**Problem description:**
Please output every entry below exactly as written, leaving out any pictures.

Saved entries

┌────────

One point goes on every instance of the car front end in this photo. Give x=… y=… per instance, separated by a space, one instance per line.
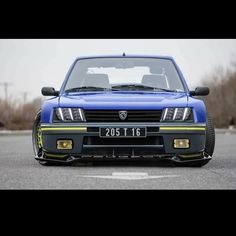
x=129 y=123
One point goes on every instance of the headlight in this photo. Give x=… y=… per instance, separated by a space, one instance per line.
x=176 y=114
x=69 y=115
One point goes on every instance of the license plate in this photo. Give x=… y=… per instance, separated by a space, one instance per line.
x=123 y=132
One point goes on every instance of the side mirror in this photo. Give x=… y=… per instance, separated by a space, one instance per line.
x=200 y=91
x=49 y=91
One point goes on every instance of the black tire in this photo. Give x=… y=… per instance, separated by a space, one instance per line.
x=36 y=147
x=209 y=144
x=210 y=138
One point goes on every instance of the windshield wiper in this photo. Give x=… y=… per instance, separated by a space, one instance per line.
x=141 y=87
x=86 y=88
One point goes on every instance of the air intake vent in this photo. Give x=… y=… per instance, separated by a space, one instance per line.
x=132 y=116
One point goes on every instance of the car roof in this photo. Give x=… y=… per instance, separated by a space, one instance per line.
x=125 y=56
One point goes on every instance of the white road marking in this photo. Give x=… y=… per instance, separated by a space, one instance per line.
x=129 y=176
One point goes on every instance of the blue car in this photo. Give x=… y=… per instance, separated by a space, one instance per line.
x=124 y=107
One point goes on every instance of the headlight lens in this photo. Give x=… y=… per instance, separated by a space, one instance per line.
x=69 y=115
x=176 y=114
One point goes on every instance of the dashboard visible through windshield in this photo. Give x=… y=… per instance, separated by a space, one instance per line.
x=124 y=74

└────────

**Completed exercise:**
One point goes on every instance of the car front end in this photo. Give x=… y=… per instance, separated by a space, one instance per line.
x=129 y=123
One point goes on every instance of the headlight in this photo. Give x=… y=… per instance, separated by a space, one instance per line.
x=176 y=114
x=69 y=115
One point goes on every instance of the license plate in this photo. Give x=… y=… per instance, separated by a space, one instance per line.
x=123 y=132
One point goes on every instance of the side mirror in this photo. Give x=… y=… per instance, separated by a space, one instance per line.
x=200 y=91
x=49 y=91
One point goes on every instance of the black tire in this photo. Give x=… y=… per instance, separated by a space, one instance per line.
x=36 y=147
x=209 y=144
x=210 y=138
One point goes on every instance of the windshield wiper in this photo. Give x=… y=… per instance, separated by a space, one instance per line.
x=141 y=87
x=86 y=88
One point goes on every instance of the air intake vent in this photo. Give x=… y=… per instance, separated by a space, one instance per line.
x=132 y=116
One point goes on every instance of the car roof in this photo. Give x=… y=… per instance, separated by a space, one instance per line.
x=125 y=56
One point goes on every instance of the white road marking in this photo. Give x=… y=… per instance, separated by a space, one instance per line.
x=129 y=176
One point goes on every instance of the blue car in this photo. Give x=… y=… per instance, separated by a space, one instance per line.
x=124 y=107
One point goes on every instance of the headlight lens in this photo. Give x=… y=… per instance, separated by a space, one instance per line.
x=69 y=115
x=176 y=114
One point goes on every instance of the dashboard visible through windshield in this photo. Give x=… y=… per instance, separated by a space, one instance per line.
x=124 y=74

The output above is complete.